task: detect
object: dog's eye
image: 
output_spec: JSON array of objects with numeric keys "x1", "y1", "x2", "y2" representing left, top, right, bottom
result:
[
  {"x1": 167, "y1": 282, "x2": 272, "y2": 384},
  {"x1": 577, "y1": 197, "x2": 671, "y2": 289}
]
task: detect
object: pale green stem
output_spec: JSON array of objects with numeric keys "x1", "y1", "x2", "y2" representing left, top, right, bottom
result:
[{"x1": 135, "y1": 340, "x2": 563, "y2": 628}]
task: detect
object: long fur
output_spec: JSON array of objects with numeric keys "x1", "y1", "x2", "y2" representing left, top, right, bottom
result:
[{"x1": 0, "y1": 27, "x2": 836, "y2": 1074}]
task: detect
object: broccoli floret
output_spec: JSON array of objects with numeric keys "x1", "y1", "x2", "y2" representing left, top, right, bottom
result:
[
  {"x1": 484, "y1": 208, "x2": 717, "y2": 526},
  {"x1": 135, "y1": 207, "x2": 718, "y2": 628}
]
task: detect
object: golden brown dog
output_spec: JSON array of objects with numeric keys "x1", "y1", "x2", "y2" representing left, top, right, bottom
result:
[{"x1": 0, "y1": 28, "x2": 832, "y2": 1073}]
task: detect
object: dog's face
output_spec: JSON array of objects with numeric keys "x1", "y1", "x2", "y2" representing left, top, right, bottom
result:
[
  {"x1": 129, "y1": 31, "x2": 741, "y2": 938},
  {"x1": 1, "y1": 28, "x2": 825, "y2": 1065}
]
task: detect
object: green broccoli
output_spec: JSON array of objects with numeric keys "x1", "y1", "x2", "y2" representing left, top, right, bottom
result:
......
Task requirements | Quote every entry exactly.

Completed task |
task: detect
object: dog's eye
image: 
output_spec: JSON array of objects with numeric keys "x1", "y1", "x2", "y2" representing left, top, right, bottom
result:
[
  {"x1": 167, "y1": 282, "x2": 272, "y2": 384},
  {"x1": 577, "y1": 197, "x2": 671, "y2": 289}
]
task: detect
object: pale green stem
output_spec: JSON array of objects with numeric keys "x1", "y1", "x2", "y2" representing left, top, right, bottom
result:
[{"x1": 135, "y1": 340, "x2": 563, "y2": 628}]
task: detect
object: long fur
output_spec: JSON array of objects with numeric keys "x1", "y1", "x2", "y2" representing left, top, right, bottom
result:
[{"x1": 0, "y1": 27, "x2": 836, "y2": 1074}]
task: detect
object: broccoli floret
output_spec: JSON array of objects with numeric keys "x1", "y1", "x2", "y2" representing left, top, right, bottom
result:
[
  {"x1": 484, "y1": 208, "x2": 717, "y2": 526},
  {"x1": 135, "y1": 207, "x2": 718, "y2": 628}
]
task: detect
object: golden brown dog
output_spec: JSON array of objects with numeric keys "x1", "y1", "x2", "y2" representing left, top, right, bottom
result:
[{"x1": 0, "y1": 28, "x2": 832, "y2": 1073}]
task: detect
object: dog's face
output_spec: JSON array of objects with numeric keys "x1", "y1", "x2", "y2" representing left, top, right, bottom
result:
[
  {"x1": 129, "y1": 31, "x2": 741, "y2": 938},
  {"x1": 1, "y1": 28, "x2": 825, "y2": 1065}
]
task: detect
object: green broccoli
output_spec: JSON array of objects with numeric keys "x1", "y1", "x2", "y2" representing left, top, right, bottom
result:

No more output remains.